◆ DATA TO EXAMINE:
*** Block opens ***
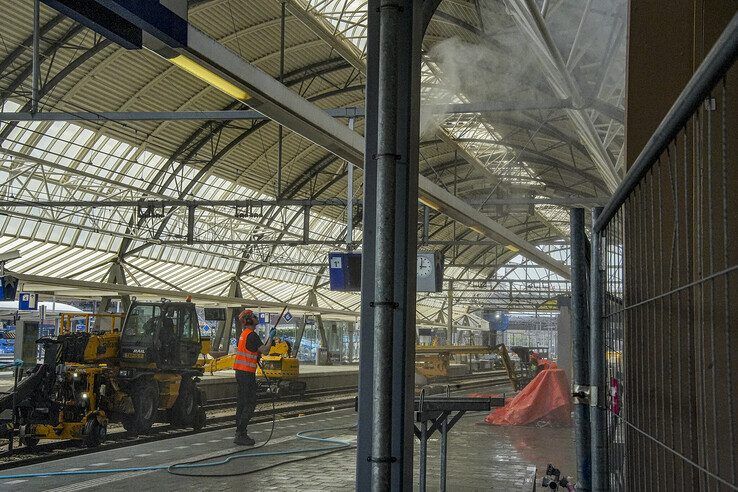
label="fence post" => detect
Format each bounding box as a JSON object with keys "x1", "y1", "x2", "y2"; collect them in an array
[
  {"x1": 590, "y1": 207, "x2": 607, "y2": 490},
  {"x1": 570, "y1": 207, "x2": 591, "y2": 490}
]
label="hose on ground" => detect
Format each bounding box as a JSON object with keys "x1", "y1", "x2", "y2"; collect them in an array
[{"x1": 0, "y1": 361, "x2": 355, "y2": 480}]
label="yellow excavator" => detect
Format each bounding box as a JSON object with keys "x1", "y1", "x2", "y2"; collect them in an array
[{"x1": 415, "y1": 343, "x2": 529, "y2": 390}]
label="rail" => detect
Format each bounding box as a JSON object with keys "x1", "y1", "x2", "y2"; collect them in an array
[{"x1": 0, "y1": 370, "x2": 512, "y2": 470}]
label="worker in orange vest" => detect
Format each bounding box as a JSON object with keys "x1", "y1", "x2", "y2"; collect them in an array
[{"x1": 233, "y1": 309, "x2": 276, "y2": 446}]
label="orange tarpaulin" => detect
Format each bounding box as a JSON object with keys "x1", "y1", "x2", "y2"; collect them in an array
[{"x1": 483, "y1": 364, "x2": 572, "y2": 426}]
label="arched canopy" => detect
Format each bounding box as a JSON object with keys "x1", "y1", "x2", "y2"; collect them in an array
*** Block closes ***
◆ PROBLEM:
Leave out the pictures and copy everything else in the records word for word.

◆ RESULT BELOW:
label="fence post" => detect
Format each bounding box as a JSON object with keys "x1", "y1", "x2", "y2"; collect them in an array
[
  {"x1": 590, "y1": 207, "x2": 607, "y2": 490},
  {"x1": 570, "y1": 207, "x2": 591, "y2": 490}
]
label="hose on ground" => detect
Format each bounding box as a JSON object with keys "x1", "y1", "x2", "y2"; collect them in an array
[{"x1": 0, "y1": 361, "x2": 355, "y2": 480}]
label="yellow excavator" => detect
Format each bounding box as a JSON object with keys "x1", "y1", "x2", "y2"; collect them in an array
[{"x1": 415, "y1": 343, "x2": 529, "y2": 390}]
label="rail" => detect
Format each bounding box as a JSON object with keys "x1", "y1", "x2", "y2"; collect them in an array
[{"x1": 0, "y1": 370, "x2": 512, "y2": 470}]
label="worker in orange vest" => detect
Format each bounding box as a JSON object with keys "x1", "y1", "x2", "y2"; collect them in an array
[{"x1": 233, "y1": 309, "x2": 276, "y2": 446}]
label="orange tarpaulin" => detect
Format each bounding box as a JSON object with keys "x1", "y1", "x2", "y2"; collect them in an array
[{"x1": 483, "y1": 364, "x2": 572, "y2": 426}]
label="arched canopy" => detect
Format each bounding box as a JSON object with keys "x1", "y1", "x2", "y2"; collect them in an array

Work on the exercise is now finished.